## EXTRACT
================

In order to create a linear layer in PyTorch, you need to determine:

 - **in_features** - input size,
 - **out_features** - output size,
 - **bias** - specify whether bias is added to the layer.

In [None]:
linear_layer = torch.nn.Linear(in_features=100, out_features=20)
print(linear_layer)

### Dropout layers

Dropout layers are used to prevent overfitting and randomly zeroes some of the elements coming from its input. This has been proved to be effective.

In PyTorch dropout layers are defined as follows:

- **p** - probability of zeroing element,
- **inplace** - specify whether operation should be performed in-place. 

In [None]:
dropout_layer = torch.nn.Dropout(p = 0.3)
print(dropout_layer)

## Activation functions

Activation functions are mathematical equations which determine whether neurons should get activated. They help with normalizing outputs of the neurons.

================

## SET TASK A
Locate each line in the entries that contains the string "light", and copy those lines.
The PyTorch layers excerpt has no connection to the entries that come after it.

## TASK DATA
================

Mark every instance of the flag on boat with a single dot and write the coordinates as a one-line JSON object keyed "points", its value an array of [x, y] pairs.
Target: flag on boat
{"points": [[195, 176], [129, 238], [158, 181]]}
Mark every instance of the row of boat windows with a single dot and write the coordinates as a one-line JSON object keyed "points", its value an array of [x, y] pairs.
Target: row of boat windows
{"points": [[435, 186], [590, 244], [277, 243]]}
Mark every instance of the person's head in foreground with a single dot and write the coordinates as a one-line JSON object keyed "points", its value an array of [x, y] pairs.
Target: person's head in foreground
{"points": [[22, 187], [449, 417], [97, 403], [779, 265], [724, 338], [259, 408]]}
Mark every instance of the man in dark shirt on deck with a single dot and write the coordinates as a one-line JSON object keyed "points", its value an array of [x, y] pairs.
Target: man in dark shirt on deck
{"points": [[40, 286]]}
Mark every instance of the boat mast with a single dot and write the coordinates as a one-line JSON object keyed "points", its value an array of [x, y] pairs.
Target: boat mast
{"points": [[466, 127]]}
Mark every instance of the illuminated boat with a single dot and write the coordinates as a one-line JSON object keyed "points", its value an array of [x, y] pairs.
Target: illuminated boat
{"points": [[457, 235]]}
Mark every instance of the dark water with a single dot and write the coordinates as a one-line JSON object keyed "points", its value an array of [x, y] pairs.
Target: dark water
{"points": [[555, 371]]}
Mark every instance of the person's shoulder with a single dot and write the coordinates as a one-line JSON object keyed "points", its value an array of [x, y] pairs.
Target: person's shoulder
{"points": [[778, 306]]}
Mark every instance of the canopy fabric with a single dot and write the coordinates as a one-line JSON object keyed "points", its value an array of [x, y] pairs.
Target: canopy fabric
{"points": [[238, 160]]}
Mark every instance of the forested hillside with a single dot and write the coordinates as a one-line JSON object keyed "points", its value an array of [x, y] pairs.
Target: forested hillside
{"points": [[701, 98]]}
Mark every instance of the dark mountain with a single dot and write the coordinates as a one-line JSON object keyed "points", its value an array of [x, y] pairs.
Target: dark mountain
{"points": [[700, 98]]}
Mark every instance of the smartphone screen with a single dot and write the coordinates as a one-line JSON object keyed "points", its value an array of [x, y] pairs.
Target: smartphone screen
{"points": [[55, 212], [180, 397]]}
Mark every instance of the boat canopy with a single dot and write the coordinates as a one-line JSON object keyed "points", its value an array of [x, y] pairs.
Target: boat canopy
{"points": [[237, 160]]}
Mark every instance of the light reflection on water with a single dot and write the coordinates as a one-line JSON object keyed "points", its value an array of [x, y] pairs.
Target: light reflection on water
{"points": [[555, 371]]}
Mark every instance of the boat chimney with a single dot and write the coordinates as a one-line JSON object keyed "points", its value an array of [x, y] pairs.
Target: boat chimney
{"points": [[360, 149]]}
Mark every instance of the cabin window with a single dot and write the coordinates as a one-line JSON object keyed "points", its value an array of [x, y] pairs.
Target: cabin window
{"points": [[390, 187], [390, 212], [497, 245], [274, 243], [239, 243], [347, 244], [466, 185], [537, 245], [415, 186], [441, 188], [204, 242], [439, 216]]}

================

## SET TASK B
Using the PyTorch layers excerpt, explain in one to three sentences why dropout layers are used and what they do to their input.

## EXERCISE RESPONSE A
Mark every instance of the light reflection on water with a single dot and write the coordinates as a one-line JSON object keyed "points", its value an array of [x, y] pairs.
Target: light reflection on water

## EXERCISE RESPONSE B
Dropout layers are used to prevent overfitting. They do this by randomly zeroing some of the elements coming from their input, an approach the excerpt says has been proved to be effective.